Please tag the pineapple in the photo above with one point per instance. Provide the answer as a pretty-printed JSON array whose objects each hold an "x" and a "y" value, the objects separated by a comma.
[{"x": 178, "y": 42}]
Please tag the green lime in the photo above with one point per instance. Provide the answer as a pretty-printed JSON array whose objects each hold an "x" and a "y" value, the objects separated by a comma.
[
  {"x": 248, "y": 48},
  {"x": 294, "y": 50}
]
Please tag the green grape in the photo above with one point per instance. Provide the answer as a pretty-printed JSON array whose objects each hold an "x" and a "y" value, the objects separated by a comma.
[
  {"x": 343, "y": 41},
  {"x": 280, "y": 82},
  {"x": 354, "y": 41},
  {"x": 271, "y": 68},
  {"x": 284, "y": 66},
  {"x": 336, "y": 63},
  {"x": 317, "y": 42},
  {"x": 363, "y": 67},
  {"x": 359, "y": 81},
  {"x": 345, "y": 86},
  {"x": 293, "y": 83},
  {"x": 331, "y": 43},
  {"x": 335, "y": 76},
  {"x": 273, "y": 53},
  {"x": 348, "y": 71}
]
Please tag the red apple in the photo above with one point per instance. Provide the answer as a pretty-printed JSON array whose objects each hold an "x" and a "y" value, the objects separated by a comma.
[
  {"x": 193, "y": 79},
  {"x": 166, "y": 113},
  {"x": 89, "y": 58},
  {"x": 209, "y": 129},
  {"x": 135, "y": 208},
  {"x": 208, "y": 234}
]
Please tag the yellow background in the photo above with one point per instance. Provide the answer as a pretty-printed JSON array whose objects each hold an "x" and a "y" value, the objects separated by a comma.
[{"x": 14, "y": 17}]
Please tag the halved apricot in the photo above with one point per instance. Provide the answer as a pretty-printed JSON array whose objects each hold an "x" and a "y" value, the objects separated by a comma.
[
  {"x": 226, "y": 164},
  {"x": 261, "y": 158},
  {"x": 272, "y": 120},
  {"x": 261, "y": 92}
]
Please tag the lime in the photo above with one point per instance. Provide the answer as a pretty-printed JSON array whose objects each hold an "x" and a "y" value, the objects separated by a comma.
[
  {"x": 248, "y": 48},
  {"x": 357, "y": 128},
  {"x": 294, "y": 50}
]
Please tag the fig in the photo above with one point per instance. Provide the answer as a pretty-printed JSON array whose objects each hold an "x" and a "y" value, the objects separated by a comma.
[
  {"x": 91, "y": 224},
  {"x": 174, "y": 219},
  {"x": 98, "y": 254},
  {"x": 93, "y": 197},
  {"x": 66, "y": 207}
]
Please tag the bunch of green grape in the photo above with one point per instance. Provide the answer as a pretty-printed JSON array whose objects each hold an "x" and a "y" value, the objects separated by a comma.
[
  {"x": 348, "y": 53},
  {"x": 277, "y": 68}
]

+++++

* _To do_: Only the lines from the one holding "Please tag the red" through the end of the listing should be given again, exactly and with both ends included.

* _Correct output_:
Please tag the red apple in the photo above with one point per instance. Provide the answer as a pretty-printed JSON array whose objects each hold an "x" and a "y" value, the objects separated by a comma.
[
  {"x": 193, "y": 79},
  {"x": 166, "y": 113},
  {"x": 89, "y": 58},
  {"x": 209, "y": 129},
  {"x": 135, "y": 208},
  {"x": 208, "y": 234}
]
Please tag the yellow background in the photo above with one point per instance. Provide the answer as a pretty-printed JSON array whose objects each hold an "x" and a "y" value, the objects separated by a comma.
[{"x": 14, "y": 17}]
Please tag the halved apricot in the photo above with one point per instance. Provide the answer as a pretty-printed JSON array whose objects each hold an "x" and a "y" value, the objects separated by a comma.
[
  {"x": 226, "y": 164},
  {"x": 261, "y": 158},
  {"x": 272, "y": 120},
  {"x": 261, "y": 92}
]
Please tag the lime in the photo above with one point per instance. Provide the answer as a pretty-printed JSON array whose objects each hold an "x" and a "y" value, the objects separated by a comma.
[
  {"x": 248, "y": 48},
  {"x": 357, "y": 128},
  {"x": 294, "y": 50}
]
Please tag the fig in the photo above with one point per instance. Provide the answer as a pretty-printed JSON array whose objects each hold an "x" and a "y" value, the objects separated by a comma.
[
  {"x": 91, "y": 224},
  {"x": 174, "y": 219},
  {"x": 98, "y": 254},
  {"x": 93, "y": 197},
  {"x": 66, "y": 207}
]
Please tag the bunch of green grape in the photo above with one point per instance. Provide the answer as a pretty-printed JSON array whose objects each hold an "x" and a "y" value, the objects separated by a comma.
[
  {"x": 348, "y": 53},
  {"x": 277, "y": 68}
]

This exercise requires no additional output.